The request – Give the data below again, word for word.

··· Raw data

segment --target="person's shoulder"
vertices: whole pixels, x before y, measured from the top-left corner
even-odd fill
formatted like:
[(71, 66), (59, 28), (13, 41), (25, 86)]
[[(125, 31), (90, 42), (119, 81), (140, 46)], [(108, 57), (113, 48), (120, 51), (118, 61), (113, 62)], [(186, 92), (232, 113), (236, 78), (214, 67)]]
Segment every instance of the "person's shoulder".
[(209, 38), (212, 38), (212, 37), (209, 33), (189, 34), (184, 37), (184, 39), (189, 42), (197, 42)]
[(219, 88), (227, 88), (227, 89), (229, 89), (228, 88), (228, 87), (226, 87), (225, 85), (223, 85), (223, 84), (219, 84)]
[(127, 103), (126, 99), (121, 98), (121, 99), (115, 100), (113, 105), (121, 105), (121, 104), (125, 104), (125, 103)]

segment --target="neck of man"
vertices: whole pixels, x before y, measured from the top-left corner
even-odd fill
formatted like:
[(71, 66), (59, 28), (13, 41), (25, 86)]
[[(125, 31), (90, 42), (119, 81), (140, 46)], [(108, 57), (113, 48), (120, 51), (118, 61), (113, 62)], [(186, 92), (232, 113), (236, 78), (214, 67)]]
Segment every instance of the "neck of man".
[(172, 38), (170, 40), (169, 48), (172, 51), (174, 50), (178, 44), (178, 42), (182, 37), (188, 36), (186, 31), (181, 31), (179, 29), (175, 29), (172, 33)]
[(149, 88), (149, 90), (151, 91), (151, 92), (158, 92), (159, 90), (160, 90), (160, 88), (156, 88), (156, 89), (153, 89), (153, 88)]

······

Complete answer –
segment --target="person's shoulder"
vertices: whole pixels, x before y, measured from the top-left corner
even-odd fill
formatted like:
[(71, 66), (59, 28), (13, 41), (25, 86)]
[[(125, 31), (90, 42), (119, 81), (140, 46)], [(108, 57), (113, 48), (120, 51), (118, 61), (113, 62)], [(186, 92), (232, 113), (236, 78), (214, 67)]]
Segment every instance of the "person's shoulder".
[(209, 38), (212, 38), (212, 37), (209, 33), (189, 34), (184, 37), (184, 39), (189, 42), (197, 42)]
[(219, 88), (227, 88), (227, 89), (229, 89), (228, 88), (228, 87), (226, 87), (225, 85), (223, 85), (223, 84), (219, 84)]
[(127, 103), (126, 99), (121, 98), (121, 99), (115, 100), (113, 105), (121, 105), (121, 104), (125, 104), (125, 103)]

segment --target="neck of man"
vertices: whole pixels, x before y, measured from the top-left corner
even-odd fill
formatted like:
[(71, 66), (59, 28), (13, 41), (25, 86)]
[[(125, 31), (90, 42), (119, 81), (140, 46)], [(108, 57), (113, 48), (120, 51), (118, 61), (113, 62)], [(186, 92), (232, 113), (236, 78), (214, 67)]]
Segment every instance of the "neck of man".
[(172, 38), (170, 40), (169, 48), (172, 51), (174, 50), (178, 44), (178, 42), (182, 37), (188, 36), (186, 31), (181, 31), (179, 29), (175, 29), (172, 33)]
[(149, 88), (149, 90), (151, 91), (151, 92), (158, 92), (159, 90), (160, 90), (160, 88), (156, 88), (156, 89), (153, 89), (153, 88)]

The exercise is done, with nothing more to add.